## [Task objective]
Return the lines beginning at the one that contains "The component shall return one point per instance of the sandy" and continuing to the end of the entries, including both ends, exactly as written and nothing else.

------ Records shown ------

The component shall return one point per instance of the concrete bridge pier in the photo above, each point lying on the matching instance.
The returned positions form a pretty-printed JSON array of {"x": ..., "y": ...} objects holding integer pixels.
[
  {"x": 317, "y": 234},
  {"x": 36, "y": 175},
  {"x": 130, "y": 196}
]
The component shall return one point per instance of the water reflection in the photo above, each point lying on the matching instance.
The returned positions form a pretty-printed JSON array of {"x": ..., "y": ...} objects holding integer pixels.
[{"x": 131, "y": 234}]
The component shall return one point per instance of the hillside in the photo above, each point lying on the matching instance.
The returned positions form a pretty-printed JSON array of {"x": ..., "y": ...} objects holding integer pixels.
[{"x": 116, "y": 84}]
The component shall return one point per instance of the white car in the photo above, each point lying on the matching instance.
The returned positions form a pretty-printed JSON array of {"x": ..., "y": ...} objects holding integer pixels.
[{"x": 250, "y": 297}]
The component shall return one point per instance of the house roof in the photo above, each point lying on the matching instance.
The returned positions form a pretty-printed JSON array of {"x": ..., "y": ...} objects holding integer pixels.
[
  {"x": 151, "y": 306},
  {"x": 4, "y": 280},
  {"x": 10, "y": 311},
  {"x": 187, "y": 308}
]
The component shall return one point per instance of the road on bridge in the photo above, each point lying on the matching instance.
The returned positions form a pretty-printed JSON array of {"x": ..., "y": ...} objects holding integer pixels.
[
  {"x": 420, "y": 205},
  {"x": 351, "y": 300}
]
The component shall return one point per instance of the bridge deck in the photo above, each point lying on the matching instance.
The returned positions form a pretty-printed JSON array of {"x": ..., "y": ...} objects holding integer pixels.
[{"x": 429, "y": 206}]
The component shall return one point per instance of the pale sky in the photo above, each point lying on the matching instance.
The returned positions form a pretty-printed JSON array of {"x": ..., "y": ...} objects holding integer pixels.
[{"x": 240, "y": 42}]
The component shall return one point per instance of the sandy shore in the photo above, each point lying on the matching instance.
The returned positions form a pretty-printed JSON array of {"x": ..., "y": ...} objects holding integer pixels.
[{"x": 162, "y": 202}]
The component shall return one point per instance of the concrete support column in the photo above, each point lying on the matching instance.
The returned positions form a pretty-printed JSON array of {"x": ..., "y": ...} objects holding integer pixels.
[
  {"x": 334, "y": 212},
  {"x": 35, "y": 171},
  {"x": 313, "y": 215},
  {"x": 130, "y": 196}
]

------

## [Solved exercise]
The component shall return one point per instance of the sandy shore in the photo above, each point lying on the matching instance.
The returned positions form a pretty-printed JSON array of {"x": ..., "y": ...} objects holding integer pixels.
[{"x": 162, "y": 202}]
The component shall return one point per instance of the concrete support column in the photo above, each point lying on the matching instance.
The returned positions form a pretty-printed JSON array of {"x": ..., "y": ...} objects holding integer pixels.
[
  {"x": 334, "y": 212},
  {"x": 35, "y": 171},
  {"x": 313, "y": 215},
  {"x": 130, "y": 196}
]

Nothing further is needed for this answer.